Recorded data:
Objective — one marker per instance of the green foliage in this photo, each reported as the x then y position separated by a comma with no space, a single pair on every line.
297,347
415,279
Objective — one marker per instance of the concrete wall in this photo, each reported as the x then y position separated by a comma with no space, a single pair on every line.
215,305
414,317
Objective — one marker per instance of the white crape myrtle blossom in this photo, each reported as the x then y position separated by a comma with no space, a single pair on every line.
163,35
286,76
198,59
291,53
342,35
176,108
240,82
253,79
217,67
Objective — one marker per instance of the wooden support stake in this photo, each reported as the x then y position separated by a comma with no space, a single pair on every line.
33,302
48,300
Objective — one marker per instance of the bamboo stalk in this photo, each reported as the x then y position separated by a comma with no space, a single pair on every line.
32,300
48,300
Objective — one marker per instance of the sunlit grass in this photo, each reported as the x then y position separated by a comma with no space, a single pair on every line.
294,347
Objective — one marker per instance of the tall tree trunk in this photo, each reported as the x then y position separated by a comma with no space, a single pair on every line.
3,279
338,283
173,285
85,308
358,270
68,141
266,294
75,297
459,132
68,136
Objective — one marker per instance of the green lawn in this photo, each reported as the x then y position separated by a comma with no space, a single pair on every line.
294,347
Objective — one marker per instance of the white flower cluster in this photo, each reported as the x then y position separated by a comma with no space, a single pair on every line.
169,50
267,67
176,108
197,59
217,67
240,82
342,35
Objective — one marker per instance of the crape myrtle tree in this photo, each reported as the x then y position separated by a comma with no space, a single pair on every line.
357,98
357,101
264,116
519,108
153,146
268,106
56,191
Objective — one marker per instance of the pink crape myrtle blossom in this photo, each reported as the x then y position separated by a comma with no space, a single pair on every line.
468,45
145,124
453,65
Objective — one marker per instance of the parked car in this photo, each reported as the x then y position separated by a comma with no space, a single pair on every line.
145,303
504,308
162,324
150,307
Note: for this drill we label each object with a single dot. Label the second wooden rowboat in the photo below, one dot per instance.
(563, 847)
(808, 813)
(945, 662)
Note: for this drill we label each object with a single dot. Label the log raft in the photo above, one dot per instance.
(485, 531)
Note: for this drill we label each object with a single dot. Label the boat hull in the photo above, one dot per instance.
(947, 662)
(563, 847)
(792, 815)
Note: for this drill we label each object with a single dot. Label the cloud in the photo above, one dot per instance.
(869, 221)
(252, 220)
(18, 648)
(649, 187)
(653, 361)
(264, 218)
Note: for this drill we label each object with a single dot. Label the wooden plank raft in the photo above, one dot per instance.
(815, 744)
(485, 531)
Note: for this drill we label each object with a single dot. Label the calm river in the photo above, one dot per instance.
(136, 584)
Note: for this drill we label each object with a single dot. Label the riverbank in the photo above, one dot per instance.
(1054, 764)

● **Work task**
Please provide an exact transcription of each line from the one holding "Objective — one marker per instance of the pink" through the final line of the data above.

● **Answer section**
Objective — one marker per instance of the pink crape myrtle blossom in this photo, each reported as the x then y position separated by a comma with no space, a single pair on every line.
468,45
145,124
453,65
Objective — one marker per instance of the parked car in this photo, each reported as the x then y position separated by a comma with no space, a single pair on every line.
145,303
504,308
162,324
150,307
Note: for this drill we label each object with a single dot. Label the second wooden rowboat in the photo below, one dot per instance.
(563, 847)
(808, 813)
(945, 662)
Note: for this drill we label each object with a single dot. Label the log raft in the photo above, one dot per instance.
(485, 531)
Note: for this drill we label each object with a single dot. Label the boat hull in the photo above, one dot per instance.
(947, 662)
(563, 847)
(792, 815)
Note: for this drill we label each object with a single dot. Label the cloud in the photo above, one dot per instance.
(869, 221)
(252, 220)
(18, 648)
(649, 187)
(653, 361)
(264, 218)
Note: for this drill we label each object with a single dot. Label the wooden plank raft in the photo above, one dot per instance.
(815, 744)
(485, 531)
Note: for this drill we label each object with a single dot. Label the calm river in the photo above, one dot per instance.
(136, 584)
Note: for this drill we label each object with a single dot. Label the riverbank in the photo above, one dot per instance.
(1054, 764)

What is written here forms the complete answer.